Pointing dataset records
________
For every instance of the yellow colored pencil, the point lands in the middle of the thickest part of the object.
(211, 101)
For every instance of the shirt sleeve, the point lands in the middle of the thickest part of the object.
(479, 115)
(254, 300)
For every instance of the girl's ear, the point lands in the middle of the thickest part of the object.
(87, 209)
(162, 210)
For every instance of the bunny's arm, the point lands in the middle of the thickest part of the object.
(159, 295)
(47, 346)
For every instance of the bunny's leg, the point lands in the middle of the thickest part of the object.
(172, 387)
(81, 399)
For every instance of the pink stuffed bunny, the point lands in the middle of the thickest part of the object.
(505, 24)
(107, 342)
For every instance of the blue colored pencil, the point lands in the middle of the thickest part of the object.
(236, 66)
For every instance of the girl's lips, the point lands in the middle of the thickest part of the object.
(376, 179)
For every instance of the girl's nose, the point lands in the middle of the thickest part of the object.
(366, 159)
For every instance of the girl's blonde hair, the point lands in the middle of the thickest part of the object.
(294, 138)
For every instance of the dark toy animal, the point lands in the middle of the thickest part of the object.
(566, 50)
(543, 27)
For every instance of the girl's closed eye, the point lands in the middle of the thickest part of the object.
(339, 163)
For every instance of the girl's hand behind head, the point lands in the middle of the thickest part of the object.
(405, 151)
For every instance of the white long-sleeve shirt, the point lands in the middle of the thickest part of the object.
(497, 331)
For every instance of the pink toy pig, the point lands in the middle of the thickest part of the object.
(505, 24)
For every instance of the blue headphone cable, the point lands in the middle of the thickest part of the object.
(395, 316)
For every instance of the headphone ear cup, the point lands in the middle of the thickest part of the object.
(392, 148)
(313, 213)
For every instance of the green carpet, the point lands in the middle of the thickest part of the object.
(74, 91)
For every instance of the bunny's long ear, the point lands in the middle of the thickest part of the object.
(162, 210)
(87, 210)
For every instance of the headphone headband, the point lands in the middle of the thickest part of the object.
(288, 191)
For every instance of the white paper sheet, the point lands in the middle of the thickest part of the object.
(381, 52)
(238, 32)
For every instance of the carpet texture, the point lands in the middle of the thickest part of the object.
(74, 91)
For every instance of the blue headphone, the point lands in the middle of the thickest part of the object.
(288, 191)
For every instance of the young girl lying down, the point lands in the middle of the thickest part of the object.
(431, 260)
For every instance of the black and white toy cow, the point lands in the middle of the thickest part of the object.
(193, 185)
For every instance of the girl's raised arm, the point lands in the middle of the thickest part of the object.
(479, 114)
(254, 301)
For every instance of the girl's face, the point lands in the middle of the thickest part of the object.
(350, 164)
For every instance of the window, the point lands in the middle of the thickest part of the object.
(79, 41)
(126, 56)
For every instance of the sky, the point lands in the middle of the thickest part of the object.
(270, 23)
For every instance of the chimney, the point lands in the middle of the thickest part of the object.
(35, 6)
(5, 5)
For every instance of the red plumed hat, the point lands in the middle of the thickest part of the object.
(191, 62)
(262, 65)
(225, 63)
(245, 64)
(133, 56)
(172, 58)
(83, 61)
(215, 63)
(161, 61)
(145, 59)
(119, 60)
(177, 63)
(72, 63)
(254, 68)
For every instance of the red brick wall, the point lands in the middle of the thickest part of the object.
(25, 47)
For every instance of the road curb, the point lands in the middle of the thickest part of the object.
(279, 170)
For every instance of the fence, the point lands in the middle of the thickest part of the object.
________
* [Task details]:
Please write out the listing above again with every "thickest" changed to "widest" and everything else kept the same.

* [Exercise response]:
For every instance of the yellow colored pencil, the point lands in the middle of the widest part of the object.
(211, 101)
For every instance of the shirt sleeve, the point lands in the middle of the widest part of the object.
(479, 115)
(254, 300)
For every instance of the girl's ear, the point lands in the middle of the widest part of the object.
(87, 209)
(162, 210)
For every instance of the bunny's arm, the point lands in the middle of the widest part of the object.
(159, 295)
(47, 346)
For every instance of the bunny's leg, the point lands in the middle of the widest part of the object.
(172, 387)
(81, 399)
For every instance of the pink stuffed bunny, the point lands in the middle of the widest part of the object.
(505, 24)
(107, 342)
For every instance of the blue colored pencil, the point lands in the middle of the widest part of the object.
(236, 66)
For every instance of the girl's lips, the point lands in the middle of the widest part of the object.
(376, 179)
For every instance of the girl's nose, the point lands in the middle of the widest part of the object.
(366, 159)
For every instance of the girl's blonde hair, the point lands in the middle of the widest part of the object.
(294, 138)
For every instance of the dark toy animal, the point lands in the middle of the widest part of the object.
(566, 50)
(543, 27)
For every instance of the girl's closed eye, the point lands in the middle of the widest part of the object.
(339, 163)
For every instance of the girl's hand behind head, the point lands in the middle of the widest part of the object.
(405, 151)
For every instance of the white long-sleeve shirt, the point lands in the middle of the widest part of the object.
(497, 331)
For every instance of the pink toy pig, the point lands in the middle of the widest part of the object.
(505, 24)
For every instance of the blue headphone cable, the point lands in the middle of the widest part of the object.
(395, 316)
For every instance of the headphone ear cup, the point lands in the middle of the widest part of the object.
(392, 148)
(313, 213)
For every instance of the green carpet, the point lands in the middle of the widest part of the object.
(74, 91)
For every instance of the bunny's long ear, the point lands in the middle of the widest part of the object.
(162, 210)
(87, 210)
For every instance of the headphone headband, the point lands in the middle of the widest part of the object.
(288, 191)
For every instance of the white paper sheet, the point lands in the middle of the widest part of the object.
(381, 52)
(238, 32)
For every instance of the carpet texture, the point lands in the middle of the widest part of the object.
(74, 91)
For every instance of the blue headphone, the point lands in the middle of the widest part of the object.
(288, 191)
For every instance of the young girl lying down, the point lands in the middle of the widest part of the object.
(431, 260)
For every instance of the black and white toy cow, the point lands in the middle of the widest part of the object.
(193, 185)
For every instance of the girl's raised arm, the point lands in the middle of the widest part of the object.
(479, 114)
(254, 301)
For every instance of the girl's face, the point lands in the middle of the widest part of the object.
(350, 164)
For every instance of the window, the point lands in the middle of the widest part of the object.
(79, 41)
(126, 56)
For every instance of the sky, the point lands in the middle of the widest part of the object.
(270, 23)
For every instance of the chimney, the point lands in the middle of the widest part of the object.
(35, 6)
(5, 5)
For every instance of the red plumed hat, the point lands in the middle of the widest part of the object.
(191, 62)
(262, 65)
(225, 63)
(245, 64)
(133, 56)
(172, 58)
(83, 61)
(215, 63)
(161, 61)
(145, 59)
(119, 60)
(177, 63)
(72, 63)
(254, 68)
For every instance of the red brick wall, the point lands in the middle of the widest part of the object.
(25, 47)
For every instance of the road curb, the point lands in the middle of the widest part of the object.
(279, 170)
For every instance of the fence, the point lands in the middle of the widest part of the object.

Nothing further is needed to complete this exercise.